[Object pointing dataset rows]
---+---

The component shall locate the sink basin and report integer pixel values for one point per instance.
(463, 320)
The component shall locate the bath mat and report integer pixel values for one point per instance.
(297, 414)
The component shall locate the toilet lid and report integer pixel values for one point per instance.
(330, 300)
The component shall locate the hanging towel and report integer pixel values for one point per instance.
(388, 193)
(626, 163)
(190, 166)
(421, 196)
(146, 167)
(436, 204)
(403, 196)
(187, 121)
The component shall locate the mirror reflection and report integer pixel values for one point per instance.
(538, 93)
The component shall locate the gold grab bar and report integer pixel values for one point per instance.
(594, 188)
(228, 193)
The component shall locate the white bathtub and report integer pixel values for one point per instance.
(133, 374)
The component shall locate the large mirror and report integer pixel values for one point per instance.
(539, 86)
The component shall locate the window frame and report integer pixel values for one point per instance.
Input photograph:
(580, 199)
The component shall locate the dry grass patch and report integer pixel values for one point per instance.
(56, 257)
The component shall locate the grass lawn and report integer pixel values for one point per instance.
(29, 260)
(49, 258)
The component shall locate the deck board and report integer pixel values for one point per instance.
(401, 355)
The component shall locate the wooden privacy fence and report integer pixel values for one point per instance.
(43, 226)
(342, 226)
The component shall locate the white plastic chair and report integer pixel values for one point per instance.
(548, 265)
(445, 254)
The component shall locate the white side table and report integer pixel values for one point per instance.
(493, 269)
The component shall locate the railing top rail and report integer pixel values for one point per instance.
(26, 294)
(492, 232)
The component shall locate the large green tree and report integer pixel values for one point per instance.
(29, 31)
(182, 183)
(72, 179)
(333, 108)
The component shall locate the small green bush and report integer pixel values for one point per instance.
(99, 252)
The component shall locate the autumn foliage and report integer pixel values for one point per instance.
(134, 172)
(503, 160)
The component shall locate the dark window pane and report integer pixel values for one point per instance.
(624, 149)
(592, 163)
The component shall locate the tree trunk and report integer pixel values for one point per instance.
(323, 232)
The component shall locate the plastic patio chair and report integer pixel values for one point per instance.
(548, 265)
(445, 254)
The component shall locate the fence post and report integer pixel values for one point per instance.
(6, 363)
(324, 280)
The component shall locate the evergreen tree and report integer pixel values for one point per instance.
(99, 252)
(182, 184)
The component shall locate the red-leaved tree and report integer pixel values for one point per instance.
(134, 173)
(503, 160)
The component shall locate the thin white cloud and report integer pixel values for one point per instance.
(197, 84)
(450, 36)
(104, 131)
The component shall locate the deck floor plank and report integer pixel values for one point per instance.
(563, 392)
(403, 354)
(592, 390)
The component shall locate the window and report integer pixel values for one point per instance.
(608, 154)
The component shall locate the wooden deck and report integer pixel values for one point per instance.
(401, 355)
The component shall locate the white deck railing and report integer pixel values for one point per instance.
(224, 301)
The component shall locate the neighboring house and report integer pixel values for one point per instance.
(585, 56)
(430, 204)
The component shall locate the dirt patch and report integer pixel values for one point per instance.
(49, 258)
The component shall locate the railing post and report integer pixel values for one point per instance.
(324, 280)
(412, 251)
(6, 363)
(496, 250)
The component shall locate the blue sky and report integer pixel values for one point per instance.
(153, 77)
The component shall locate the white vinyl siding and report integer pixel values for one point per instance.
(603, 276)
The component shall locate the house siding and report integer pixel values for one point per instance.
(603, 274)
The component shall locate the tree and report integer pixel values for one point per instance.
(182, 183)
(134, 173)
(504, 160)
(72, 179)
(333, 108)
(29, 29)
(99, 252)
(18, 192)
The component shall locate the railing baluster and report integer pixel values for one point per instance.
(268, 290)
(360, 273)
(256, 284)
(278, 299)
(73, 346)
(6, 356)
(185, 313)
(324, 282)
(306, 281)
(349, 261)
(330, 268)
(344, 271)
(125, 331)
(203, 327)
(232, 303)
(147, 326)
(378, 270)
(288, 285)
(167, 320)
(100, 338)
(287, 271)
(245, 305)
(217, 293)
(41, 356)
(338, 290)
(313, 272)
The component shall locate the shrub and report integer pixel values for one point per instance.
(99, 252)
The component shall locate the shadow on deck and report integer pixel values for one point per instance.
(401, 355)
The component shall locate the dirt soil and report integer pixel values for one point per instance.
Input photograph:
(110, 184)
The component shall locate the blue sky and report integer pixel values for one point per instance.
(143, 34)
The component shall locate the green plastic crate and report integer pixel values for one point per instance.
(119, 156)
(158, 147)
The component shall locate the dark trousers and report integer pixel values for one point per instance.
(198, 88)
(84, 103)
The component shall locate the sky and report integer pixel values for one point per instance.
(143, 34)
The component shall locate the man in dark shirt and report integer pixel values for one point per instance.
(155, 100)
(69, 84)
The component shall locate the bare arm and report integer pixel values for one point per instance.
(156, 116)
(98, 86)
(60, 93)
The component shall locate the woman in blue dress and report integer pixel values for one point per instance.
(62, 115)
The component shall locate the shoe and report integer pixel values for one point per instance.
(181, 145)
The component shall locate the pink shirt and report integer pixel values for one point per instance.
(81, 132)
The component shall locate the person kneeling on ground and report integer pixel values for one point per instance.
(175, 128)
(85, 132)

---+---

EXERCISE DIRECTIONS | Repeat word for word the lines running from the line containing "The component shall locate the dark trousers" to the end of the entries above, inclusive.

TASK OUTPUT |
The component shall locate the dark trousers and report integer pixel values for one point per instance.
(198, 88)
(84, 103)
The component shall locate the sky and report integer pixel values for one point per instance.
(143, 34)
The component shall locate the man in dark shirt and report integer pixel values for one point per instance.
(155, 100)
(69, 84)
The component shall locate the bare arm and report integer pixel values for one point per instance.
(156, 116)
(98, 86)
(60, 93)
The component shall locate the woman in blue dress and report integer pixel values for one point per instance.
(62, 115)
The component shall locate the shoe and report integer pixel values for one point per instance.
(181, 145)
The component shall locate the pink shirt and report integer pixel values for one point per instance.
(81, 132)
The component shall locate the person kneeling on ground and report integer pixel values for one point per instance.
(175, 128)
(85, 132)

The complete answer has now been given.